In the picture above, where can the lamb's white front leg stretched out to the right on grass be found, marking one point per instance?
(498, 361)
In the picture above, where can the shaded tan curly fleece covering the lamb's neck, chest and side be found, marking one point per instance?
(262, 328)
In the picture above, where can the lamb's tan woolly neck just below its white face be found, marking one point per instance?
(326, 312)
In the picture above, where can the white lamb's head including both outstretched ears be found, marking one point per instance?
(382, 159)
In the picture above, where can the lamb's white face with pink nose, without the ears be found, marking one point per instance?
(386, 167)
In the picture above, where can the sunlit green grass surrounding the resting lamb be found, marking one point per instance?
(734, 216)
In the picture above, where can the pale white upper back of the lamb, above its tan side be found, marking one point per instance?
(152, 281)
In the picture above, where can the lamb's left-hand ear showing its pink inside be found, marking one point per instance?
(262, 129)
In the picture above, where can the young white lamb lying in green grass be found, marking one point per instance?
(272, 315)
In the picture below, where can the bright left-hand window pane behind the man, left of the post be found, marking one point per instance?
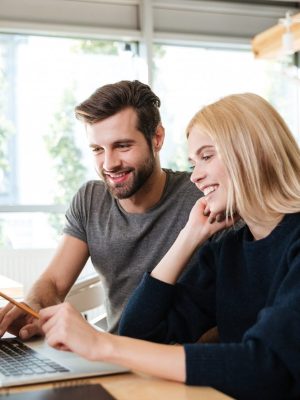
(43, 154)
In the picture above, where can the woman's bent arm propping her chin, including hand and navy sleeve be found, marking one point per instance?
(162, 311)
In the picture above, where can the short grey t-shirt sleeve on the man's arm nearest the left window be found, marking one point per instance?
(75, 218)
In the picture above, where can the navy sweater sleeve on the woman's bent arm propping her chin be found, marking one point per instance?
(166, 313)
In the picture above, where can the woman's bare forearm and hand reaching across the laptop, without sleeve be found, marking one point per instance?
(156, 359)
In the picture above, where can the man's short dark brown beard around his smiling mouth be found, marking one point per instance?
(140, 176)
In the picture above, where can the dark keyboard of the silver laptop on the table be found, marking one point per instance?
(17, 359)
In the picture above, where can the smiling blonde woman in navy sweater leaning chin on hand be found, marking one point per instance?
(247, 163)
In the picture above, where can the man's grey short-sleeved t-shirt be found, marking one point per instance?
(124, 245)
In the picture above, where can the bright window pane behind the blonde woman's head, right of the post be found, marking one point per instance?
(187, 78)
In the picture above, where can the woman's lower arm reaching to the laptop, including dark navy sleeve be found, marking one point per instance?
(246, 370)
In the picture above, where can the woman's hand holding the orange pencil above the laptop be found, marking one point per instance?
(66, 329)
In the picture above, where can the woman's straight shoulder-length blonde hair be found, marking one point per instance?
(260, 153)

┄┄┄┄┄┄┄┄┄┄┄┄┄┄┄┄┄┄┄┄

◆ WHAT TO WORK ON
Look for the line with "In the picture above, where can the woman's bent" in the listing above. Print it and each later line exactly, ending with the last line.

◆ EXERCISE OUTPUT
In the picture above, where can the woman's bent arm propping her chin, including hand and navy sleeve be found, marking one point per instance?
(162, 311)
In the picture above, where can the short grey t-shirt sleeve on the man's arm nearest the left window be found, marking one point per instance?
(75, 218)
In the picture above, where can the navy sweater sleeve on the woman's bent arm propping her chin be found, marking one point per instance?
(166, 313)
In the picture above, where can the woman's bare forearm and hand reaching across the laptop, without sleeve be found, marking one point per instance?
(156, 359)
In the picture above, where can the man's short dark brown beard around his smiling mouth be found, marking one point per instance?
(140, 176)
In the picture above, where can the dark keyboard of the silver laptop on the table be found, marking one point per instance?
(17, 359)
In the picture above, where can the smiling blonde woman in navy sweater leaning chin on hand be found, marking one point per instance?
(247, 163)
In the picture above, where can the man's grey short-sleeved t-shirt be found, marking one point per instance?
(124, 245)
In the picture above, where can the bright window pane behind the blonde woman's head, right of the post be found, marking one point per instance?
(187, 78)
In the picture above, where can the woman's lower arm reaching to the laptop, including dark navy sleeve be found, marking one point per instance?
(246, 370)
In the picture above, where can the woman's hand holding the orange pencil above the laptop be found, marking one point per instance?
(66, 329)
In the picture above, where can the woman's straight shoulder-length blonde hair be found, marking one point per instance?
(260, 153)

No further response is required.